» **Письменное задание**: Перепишите кусок текста о князе Павле Долгорукове, который начинается со слов "Вечный ковер жизни." и заканчивается словами "европейских политических кругах.". При этом замените "европейских" на "иностранных".

» **Текст для чтения**:
Вечный ковер жизни. Семейная хроника - Дмитрий Адамович Олсуфьев
Большевики знают, что имя князей Долгоруких особенно грозно звучит для европейцев; они знали и то, что именно князь Павел Долгоруков — лицо не только всей образованной России известное, но достаточно известное и в европейских политических кругах.
От многих русских я слышу, преимущественно от людей того мировоззрения, которое я позволю себе определить как шкурно-обывательское: «Зачем Долгоруков поехал в Россию? Какая глупость! Сам виноват в своей гибели!». Но истинные патриоты не так должны смотреть на его поступок: Павел Долгоруков славно и героически закончил свою политическую карьеру.
Я, как к многие политические противники его прежней дореволюционной деятельности признаю за покойным многие политические грехи и ошибки[169], но все они с избытком искуплены его самоотверженною с самого начала большевизма борьбою с сим последним, и в особенности — его героическим концом, которого он не мог не предвидеть, решившись во второй раз на разведочную поездку в Совдепию[170]. Ту жертву своей жизнью, на которую сознательно пошел злодейски убиенный князь Павел Долгорукий, мы все должны ценить как жертву величайшей любви к родине, жертву, которую я лично, да я уверен и многие ощущают как упрек нашей собственной бездеятельности и отсутствие гражданского мужества. Без самопожертвования ничего великого в мире не достигается. Чтобы Линдберг со славою перелетел через океан, надобно было десяткам летчиков, его предшественников, погибнуть в неизвестности.
Но историческая судьба побаловала князя Павла Дмитриевича в его смерти: кровь его и его 19 сотоварищей не пролилась понапрасну, она сверкнула на весь мир, как яркий луч, осветивший до самых глубин всю страшную тьму большевицкого варварства.

» **Выдержка из данных**:
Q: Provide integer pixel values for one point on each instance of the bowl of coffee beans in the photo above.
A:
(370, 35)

» **Ответ**:
Вечный ковер жизни. Семейная хроника - Дмитрий Адамович Олсуфьев
Большевики знают, что имя князей Долгоруких особенно грозно звучит для европейцев; они знали и то, что именно князь Павел Долгоруков — лицо не только всей образованной России известное, но достаточно известное и в иностранных политических кругах.